- _Tekst_
☆ ☆ ☆ ☆ ☆

Voor eenige Jaaren heb ik publyk een dood lighaam ontleed, wiens galblaas als in veel celletjens verdeelt, en de inwendige rok voor een groot gedeelte versteent was. Wat quaad de Patient, toen hy leefde, daar uyt gekregen had, heb ik niet konnen onderzoeken; want niemand van de bystaanders, voor zoo veel ik weet, was hem bekent.
De gal was in die galblaas dikker als na gewoonte, misschien van het stilstaan in de gezegde celletjens, waar door dezelve zoo vry niet konde uytvloeyen: gelyk men veeltyds ziet te geschieden in de galpyp van de lever van een Koe: nadien op deze of geene plaats de galpyp al te veel toegetrokken is, en een steenagtige stoffe dezelve nauwer gemaakt heeft, gelyk de 30. Fig. aanwyst. Of dat tot een beletzel zyn breede wormen, dewelke dikmaals op die plaatsen gevonden werden, zoo dat de gal niet prompt genoeg kan uytvloeven. Dan meen ik dat de gal dikker word, en dat aanmerkenswaardig is, de gal, dewelke in de galblaas onthouden werd, verschild weynig van die, die in de galpyp gevonden werd: want zy is van dezelve dikte en smaak, daarom kan ik geenzints die geenen toestemmen, die haar zelve diets maken, dat beyde deze gallen niet de zelve zyn, ja veel van zig verscheelen in dikte; 't welk zy qualyk geoordeelt hebben, als de galpyp en galblaas wel gestelt zyn.

☆ ☆ ☆ ☆ ☆

- _Vastgelegde gegevens_
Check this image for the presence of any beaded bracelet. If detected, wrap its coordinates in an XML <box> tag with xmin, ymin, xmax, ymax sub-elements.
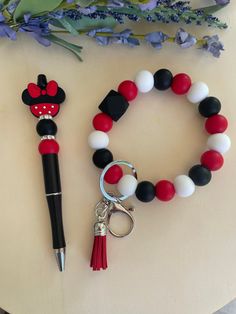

☆ ☆ ☆ ☆ ☆

- _Te maken opdrachten_
**a.** Herschrijf in de tekst over de galblaas de alinea die begint met "De gal was in die galblaas" korter, in hedendaags Nederlands. Behoud de belangrijkste feiten.
**b.** Geef voor elke bewering aan of ze klopt met de tekst over de galblaas, en citeer de woorden die de doorslag geven.
(i) De schrijver wist welke kwaal de patiënt tijdens zijn leven door de galblaas had opgelopen.
(ii) De inwendige rok van de galblaas was voor een groot deel versteend.
(iii) Volgens de schrijver heeft de gal in de galblaas dezelfde smaak als de gal in de galpijp.
**c.** Zet de tekst over de galblaas voort, te beginnen na de laatste zin.

- _Uitgewerkte opdrachten_
**a.** De gal in de galblaas was dikker dan gewoonlijk. Misschien kwam dat doordat ze in de celletjes stilstond en niet vrij kon uitvloeien. Dat ziet men vaak in de galpijp van een koeienlever, waar de pijp op een plek te sterk samengetrokken is en door een steenachtige stof nauwer is geworden (Fig. 30). Ook brede wormen, die daar vaak gevonden worden, kunnen het uitvloeien belemmeren, zodat de gal dikker wordt. Opmerkelijk is dat de gal in de galblaas weinig verschilt van die in de galpijp: ze heeft dezelfde dikte en smaak. Daarom is de schrijver het oneens met wie meent dat beide soorten gal sterk in dikte verschillen. Als galpijp en galblaas gezond zijn, is dat een verkeerd oordeel.

**b.**
(i) Nee: "Wat quaad de Patient, toen hy leefde, daar uyt gekregen had, heb ik niet konnen onderzoeken"
(ii) Ja: "de inwendige rok voor een groot gedeelte versteent was"
(iii) Ja: "want zy is van dezelve dikte en smaak"

**c.**
Maar indien de galpyp van een steenagtige aangroeying in deze of geene plaats verstopt is, zoo moet de gal aldaar verdikt werden. Maar alles na behooren gestelt zynde, behout de gal dezelfde dikte, zoo wel in de galpyp als in de galblaas.
Daarom oordeele ik niet te onregt, dat men de galblaas moet houden voor een vertrek van de gal, waar na toe de gal, als tot een busch, gevoert werd; niet alleen uyt de wortelen van de galblaas, (welke volgens het oordeel der Ontleeders haar oorspronk nemen uyt de grond van de galblaas, alwaar nogtans zeer weynige, zoo 'er eenige, uyt voortkomen, maar de meeste ontstaan uyt de galweg [Ductus cysticus], gelyk de 31. Figuur aanwyst) maar ook uyt de galpyp, door welke, als de grootste wortel, de gal niet alleen na 't gedarmte, maar ook na de galblaas toevloeyt.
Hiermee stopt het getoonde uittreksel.